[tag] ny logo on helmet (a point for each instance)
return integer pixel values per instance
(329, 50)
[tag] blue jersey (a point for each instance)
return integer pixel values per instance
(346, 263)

________________________________________

> _Directions for this task_:
Repeat all of the data shown above, exactly as it appears.

> _Response box_:
[tag] ny logo on helmet (a point for each instance)
return integer pixel values per instance
(329, 50)
[tag] blue jersey (a point for each instance)
return integer pixel values per instance
(346, 263)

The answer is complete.